Text for analysis -
────────────────────────────────────────

County leaders and concerned community members are pointing to the impact of drugs on deaths in the jail, and plans are in the works to reimagine how the county jail operates.
According to sheriff’s office risk management files obtained by the newspaper through Ohio’s public records law, at least three deaths at Montgomery County Jail this year were confirmed to be linked to drug intoxication.
Steven D. Blackshear, 54, of Dayton, was booked into the jail Jan. 26 and awaiting trial for misdemeanor theft. He died Jan. 29. The coroner’s office investigation found that he died of intoxication by fentanyl. The risk management report said he was taken for medical testing two days before his death on complaints of chest pain. The nurse who worked with him noted that Blackshear was shaking in a fetal position and was vomiting.
Blackshear reportedly denied any drug use to the nurse but later called for help from his cell for leg pain. Inmates surrounding his cell reported he was going through withdrawals. The man tested positive for cocaine and other substances, and medical staff reportedly placed the man on detox protocol, which required medical staff to check on him twice daily.

────────────────────────────────────────

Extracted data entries
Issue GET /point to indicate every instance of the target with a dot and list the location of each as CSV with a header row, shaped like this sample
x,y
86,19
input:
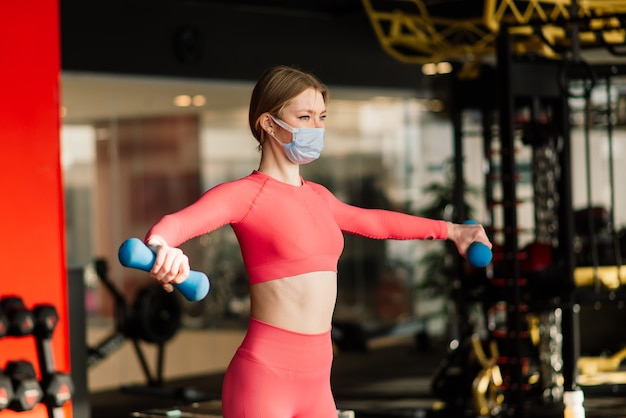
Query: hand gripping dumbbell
x,y
57,387
19,319
26,390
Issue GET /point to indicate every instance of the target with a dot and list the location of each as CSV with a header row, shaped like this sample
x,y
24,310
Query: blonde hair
x,y
275,89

────────────────────────────────────────

Set of tasks -
1. In the report on deaths at Montgomery County Jail, what cause of death did the coroner's office investigation find for Steven D. Blackshear?
2. Reproduce the passage of the jail deaths report starting at "Steven D. Blackshear, 54, of" and ending at "and was vomiting.".

Response list -
1. Intoxication by fentanyl.

2.
Steven D. Blackshear, 54, of Dayton, was booked into the jail Jan. 26 and awaiting trial for misdemeanor theft. He died Jan. 29. The coroner’s office investigation found that he died of intoxication by fentanyl. The risk management report said he was taken for medical testing two days before his death on complaints of chest pain. The nurse who worked with him noted that Blackshear was shaking in a fetal position and was vomiting.